- _Problem to work on_
Can you transcribe every record below exactly as it appears?

- _Extracted data_
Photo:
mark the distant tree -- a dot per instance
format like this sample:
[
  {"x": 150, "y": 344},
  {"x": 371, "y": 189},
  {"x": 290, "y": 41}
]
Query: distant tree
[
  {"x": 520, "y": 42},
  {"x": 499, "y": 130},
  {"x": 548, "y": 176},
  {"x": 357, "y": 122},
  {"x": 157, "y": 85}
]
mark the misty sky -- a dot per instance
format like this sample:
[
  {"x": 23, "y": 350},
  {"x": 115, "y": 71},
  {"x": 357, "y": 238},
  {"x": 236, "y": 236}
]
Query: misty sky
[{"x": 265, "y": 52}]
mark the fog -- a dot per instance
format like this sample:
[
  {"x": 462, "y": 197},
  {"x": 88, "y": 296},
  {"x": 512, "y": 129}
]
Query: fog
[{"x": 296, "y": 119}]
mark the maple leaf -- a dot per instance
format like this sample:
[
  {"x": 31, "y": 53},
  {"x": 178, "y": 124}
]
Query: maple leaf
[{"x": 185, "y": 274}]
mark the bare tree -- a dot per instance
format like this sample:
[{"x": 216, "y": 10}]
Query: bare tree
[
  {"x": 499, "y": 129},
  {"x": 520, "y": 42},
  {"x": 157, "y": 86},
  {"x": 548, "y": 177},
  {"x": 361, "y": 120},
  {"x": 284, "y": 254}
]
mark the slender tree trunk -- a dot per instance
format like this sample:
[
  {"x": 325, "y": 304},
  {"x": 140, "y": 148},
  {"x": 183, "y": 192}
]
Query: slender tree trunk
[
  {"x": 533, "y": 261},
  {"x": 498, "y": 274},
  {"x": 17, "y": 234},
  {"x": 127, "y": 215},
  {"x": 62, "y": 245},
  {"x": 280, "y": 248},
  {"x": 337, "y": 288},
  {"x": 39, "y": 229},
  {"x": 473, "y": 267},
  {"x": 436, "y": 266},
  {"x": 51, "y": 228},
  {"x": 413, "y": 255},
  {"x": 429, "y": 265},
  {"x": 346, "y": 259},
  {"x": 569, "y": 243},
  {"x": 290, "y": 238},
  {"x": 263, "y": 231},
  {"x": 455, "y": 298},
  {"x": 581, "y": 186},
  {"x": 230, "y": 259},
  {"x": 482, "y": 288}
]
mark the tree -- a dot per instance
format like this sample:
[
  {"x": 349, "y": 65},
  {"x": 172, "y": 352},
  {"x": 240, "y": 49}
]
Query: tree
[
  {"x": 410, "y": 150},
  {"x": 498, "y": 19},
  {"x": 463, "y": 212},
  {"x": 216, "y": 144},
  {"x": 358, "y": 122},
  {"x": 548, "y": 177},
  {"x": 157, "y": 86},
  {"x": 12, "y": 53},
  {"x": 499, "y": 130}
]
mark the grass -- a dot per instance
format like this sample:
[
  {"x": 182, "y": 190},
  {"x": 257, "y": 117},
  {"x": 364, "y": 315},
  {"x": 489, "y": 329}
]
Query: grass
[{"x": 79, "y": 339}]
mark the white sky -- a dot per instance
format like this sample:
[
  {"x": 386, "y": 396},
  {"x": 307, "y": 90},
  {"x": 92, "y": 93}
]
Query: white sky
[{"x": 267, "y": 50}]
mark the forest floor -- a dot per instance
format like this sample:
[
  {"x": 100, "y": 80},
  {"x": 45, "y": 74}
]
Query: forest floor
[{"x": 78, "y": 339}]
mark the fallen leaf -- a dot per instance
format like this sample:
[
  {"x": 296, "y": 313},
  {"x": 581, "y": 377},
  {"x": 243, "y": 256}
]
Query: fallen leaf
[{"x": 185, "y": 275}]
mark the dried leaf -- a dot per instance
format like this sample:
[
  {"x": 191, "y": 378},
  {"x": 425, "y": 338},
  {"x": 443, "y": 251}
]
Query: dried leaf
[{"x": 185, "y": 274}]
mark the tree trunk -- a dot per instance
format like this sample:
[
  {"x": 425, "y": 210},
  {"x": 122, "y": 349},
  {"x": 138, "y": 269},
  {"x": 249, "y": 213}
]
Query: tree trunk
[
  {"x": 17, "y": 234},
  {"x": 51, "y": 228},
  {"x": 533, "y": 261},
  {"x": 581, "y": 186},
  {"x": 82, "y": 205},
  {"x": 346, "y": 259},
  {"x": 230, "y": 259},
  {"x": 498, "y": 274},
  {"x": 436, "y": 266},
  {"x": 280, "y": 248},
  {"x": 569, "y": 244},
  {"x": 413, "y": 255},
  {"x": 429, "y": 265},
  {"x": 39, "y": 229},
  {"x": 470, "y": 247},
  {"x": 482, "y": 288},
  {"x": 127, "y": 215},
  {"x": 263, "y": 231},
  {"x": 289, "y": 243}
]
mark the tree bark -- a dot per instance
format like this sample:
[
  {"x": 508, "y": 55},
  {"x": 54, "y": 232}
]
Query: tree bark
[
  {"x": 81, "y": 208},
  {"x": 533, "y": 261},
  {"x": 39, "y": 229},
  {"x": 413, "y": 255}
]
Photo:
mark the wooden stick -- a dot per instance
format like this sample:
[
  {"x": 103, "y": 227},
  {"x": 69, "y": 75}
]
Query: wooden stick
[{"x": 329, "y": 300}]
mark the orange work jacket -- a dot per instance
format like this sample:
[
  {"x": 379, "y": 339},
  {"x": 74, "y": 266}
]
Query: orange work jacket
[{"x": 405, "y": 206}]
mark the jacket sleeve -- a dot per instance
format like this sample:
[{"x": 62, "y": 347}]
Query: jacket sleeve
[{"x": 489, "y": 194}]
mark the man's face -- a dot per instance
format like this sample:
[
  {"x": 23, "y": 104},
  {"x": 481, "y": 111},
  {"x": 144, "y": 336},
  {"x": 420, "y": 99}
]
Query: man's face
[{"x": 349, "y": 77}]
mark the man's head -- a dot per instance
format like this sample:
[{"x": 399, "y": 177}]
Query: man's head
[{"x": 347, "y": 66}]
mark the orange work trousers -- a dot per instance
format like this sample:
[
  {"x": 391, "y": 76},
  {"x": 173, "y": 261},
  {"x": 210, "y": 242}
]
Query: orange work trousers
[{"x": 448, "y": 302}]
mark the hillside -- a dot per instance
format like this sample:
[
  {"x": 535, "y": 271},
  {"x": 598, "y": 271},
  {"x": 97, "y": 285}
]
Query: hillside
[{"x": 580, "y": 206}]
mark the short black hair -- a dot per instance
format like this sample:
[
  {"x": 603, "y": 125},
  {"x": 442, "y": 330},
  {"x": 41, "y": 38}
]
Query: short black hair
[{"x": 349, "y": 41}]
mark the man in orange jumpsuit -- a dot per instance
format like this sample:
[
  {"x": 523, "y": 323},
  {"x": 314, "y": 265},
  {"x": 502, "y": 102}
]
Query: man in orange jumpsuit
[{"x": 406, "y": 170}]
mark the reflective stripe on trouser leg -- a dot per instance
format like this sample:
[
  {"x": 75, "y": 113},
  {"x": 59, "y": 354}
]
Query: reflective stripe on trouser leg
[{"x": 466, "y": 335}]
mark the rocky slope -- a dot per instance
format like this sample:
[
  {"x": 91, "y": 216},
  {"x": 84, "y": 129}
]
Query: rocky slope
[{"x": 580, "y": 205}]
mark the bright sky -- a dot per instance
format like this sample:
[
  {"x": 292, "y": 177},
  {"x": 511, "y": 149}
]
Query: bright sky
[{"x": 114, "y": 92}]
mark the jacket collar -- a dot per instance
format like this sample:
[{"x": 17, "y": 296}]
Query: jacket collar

- _Written response_
Photo:
mark the distant tree -- a dot per instance
format like this sample:
[
  {"x": 150, "y": 344},
  {"x": 371, "y": 189},
  {"x": 290, "y": 41}
]
Query: distant tree
[
  {"x": 520, "y": 42},
  {"x": 499, "y": 130},
  {"x": 548, "y": 176},
  {"x": 357, "y": 122},
  {"x": 157, "y": 85}
]
mark the misty sky -- a dot per instance
format like this sample:
[
  {"x": 23, "y": 350},
  {"x": 115, "y": 71},
  {"x": 357, "y": 238},
  {"x": 236, "y": 236}
]
Query: misty sky
[{"x": 265, "y": 52}]
mark the fog -- a dot per instance
format like this sample:
[
  {"x": 462, "y": 197},
  {"x": 88, "y": 296},
  {"x": 512, "y": 129}
]
Query: fog
[{"x": 296, "y": 119}]
mark the maple leaf -- a dot per instance
format like this sample:
[
  {"x": 31, "y": 53},
  {"x": 178, "y": 124}
]
Query: maple leaf
[{"x": 185, "y": 274}]
mark the bare tree -- a dot per instance
format like this sample:
[{"x": 216, "y": 10}]
Query: bare tree
[
  {"x": 499, "y": 129},
  {"x": 520, "y": 42},
  {"x": 157, "y": 86},
  {"x": 548, "y": 177},
  {"x": 361, "y": 120},
  {"x": 284, "y": 254}
]
mark the slender tree trunk -- a dot per instance
format like this sample:
[
  {"x": 325, "y": 304},
  {"x": 140, "y": 148},
  {"x": 183, "y": 192}
]
Query: slender tree trunk
[
  {"x": 533, "y": 261},
  {"x": 498, "y": 274},
  {"x": 17, "y": 234},
  {"x": 127, "y": 215},
  {"x": 62, "y": 245},
  {"x": 280, "y": 248},
  {"x": 337, "y": 288},
  {"x": 39, "y": 229},
  {"x": 473, "y": 267},
  {"x": 436, "y": 266},
  {"x": 51, "y": 228},
  {"x": 413, "y": 255},
  {"x": 429, "y": 265},
  {"x": 346, "y": 259},
  {"x": 569, "y": 243},
  {"x": 290, "y": 238},
  {"x": 263, "y": 231},
  {"x": 455, "y": 298},
  {"x": 581, "y": 186},
  {"x": 230, "y": 259},
  {"x": 482, "y": 288}
]
mark the tree -- a dot per instance
format like this sample:
[
  {"x": 349, "y": 65},
  {"x": 172, "y": 352},
  {"x": 240, "y": 49}
]
Query: tree
[
  {"x": 410, "y": 150},
  {"x": 498, "y": 19},
  {"x": 463, "y": 212},
  {"x": 216, "y": 144},
  {"x": 358, "y": 122},
  {"x": 548, "y": 177},
  {"x": 157, "y": 86},
  {"x": 12, "y": 53},
  {"x": 499, "y": 130}
]
mark the grass -- a dot per instance
format like this sample:
[
  {"x": 182, "y": 190},
  {"x": 257, "y": 117},
  {"x": 364, "y": 315},
  {"x": 489, "y": 329}
]
Query: grass
[{"x": 79, "y": 339}]
mark the white sky -- a dot per instance
format like this sample:
[
  {"x": 386, "y": 396},
  {"x": 307, "y": 90},
  {"x": 92, "y": 93}
]
Query: white sky
[{"x": 267, "y": 50}]
mark the forest floor -- a dot per instance
format like this sample:
[
  {"x": 100, "y": 80},
  {"x": 45, "y": 74}
]
Query: forest floor
[{"x": 78, "y": 339}]
mark the fallen leaf -- a dot per instance
format like this sample:
[
  {"x": 296, "y": 313},
  {"x": 581, "y": 377},
  {"x": 243, "y": 256}
]
Query: fallen leaf
[{"x": 185, "y": 275}]
mark the dried leaf -- a dot per instance
format like this sample:
[
  {"x": 191, "y": 378},
  {"x": 425, "y": 338},
  {"x": 443, "y": 251}
]
Query: dried leaf
[{"x": 185, "y": 274}]
mark the tree trunk -- a dot per instance
format like this sample:
[
  {"x": 425, "y": 210},
  {"x": 122, "y": 349},
  {"x": 138, "y": 269},
  {"x": 249, "y": 213}
]
Query: tree trunk
[
  {"x": 17, "y": 234},
  {"x": 51, "y": 228},
  {"x": 533, "y": 261},
  {"x": 581, "y": 186},
  {"x": 82, "y": 205},
  {"x": 346, "y": 259},
  {"x": 230, "y": 259},
  {"x": 498, "y": 274},
  {"x": 436, "y": 266},
  {"x": 280, "y": 248},
  {"x": 569, "y": 244},
  {"x": 413, "y": 255},
  {"x": 429, "y": 265},
  {"x": 39, "y": 229},
  {"x": 470, "y": 247},
  {"x": 482, "y": 288},
  {"x": 127, "y": 215},
  {"x": 263, "y": 231},
  {"x": 289, "y": 243}
]
mark the tree bark -- a dot per instance
format like this sample:
[
  {"x": 508, "y": 55},
  {"x": 54, "y": 232}
]
Query: tree bark
[
  {"x": 81, "y": 208},
  {"x": 533, "y": 261},
  {"x": 39, "y": 229},
  {"x": 413, "y": 255}
]
Photo:
mark the wooden stick -- a dot per instance
format like this sample:
[
  {"x": 103, "y": 227},
  {"x": 69, "y": 75}
]
Query: wooden stick
[{"x": 329, "y": 300}]
mark the orange work jacket -- a dot per instance
format like this sample:
[
  {"x": 379, "y": 339},
  {"x": 74, "y": 266}
]
Query: orange work jacket
[{"x": 405, "y": 206}]
mark the jacket sleeve -- a dot per instance
format like this sample:
[{"x": 62, "y": 347}]
Query: jacket sleeve
[{"x": 489, "y": 194}]
mark the man's face -- a dot per instance
format like this sample:
[
  {"x": 23, "y": 104},
  {"x": 481, "y": 111},
  {"x": 144, "y": 336},
  {"x": 420, "y": 99}
]
Query: man's face
[{"x": 349, "y": 77}]
mark the man's head -- a dot per instance
format like this sample:
[{"x": 399, "y": 177}]
Query: man's head
[{"x": 347, "y": 66}]
mark the orange work trousers -- a dot per instance
format like this sample:
[
  {"x": 391, "y": 76},
  {"x": 173, "y": 261},
  {"x": 210, "y": 242}
]
Query: orange work trousers
[{"x": 448, "y": 302}]
mark the hillside -- a dot per instance
format like this sample:
[
  {"x": 535, "y": 271},
  {"x": 598, "y": 271},
  {"x": 97, "y": 285}
]
Query: hillside
[{"x": 580, "y": 206}]
mark the short black hair -- a dot per instance
format like this sample:
[
  {"x": 603, "y": 125},
  {"x": 442, "y": 330},
  {"x": 41, "y": 38}
]
Query: short black hair
[{"x": 349, "y": 41}]
mark the man in orange jumpsuit -- a dot per instance
format like this sample:
[
  {"x": 523, "y": 323},
  {"x": 314, "y": 265},
  {"x": 502, "y": 102}
]
Query: man in orange jumpsuit
[{"x": 406, "y": 170}]
mark the reflective stripe on trouser leg -- a dot per instance
format like this sample:
[
  {"x": 75, "y": 113},
  {"x": 59, "y": 354}
]
Query: reflective stripe on trouser leg
[{"x": 466, "y": 335}]
mark the rocky slope -- a dot per instance
format like this sample:
[
  {"x": 91, "y": 216},
  {"x": 84, "y": 129}
]
Query: rocky slope
[{"x": 580, "y": 205}]
mark the bright sky -- a dot per instance
format like this sample:
[
  {"x": 292, "y": 177},
  {"x": 511, "y": 149}
]
Query: bright sky
[{"x": 114, "y": 92}]
mark the jacket collar -- a dot per instance
format like this sample:
[{"x": 17, "y": 296}]
Query: jacket collar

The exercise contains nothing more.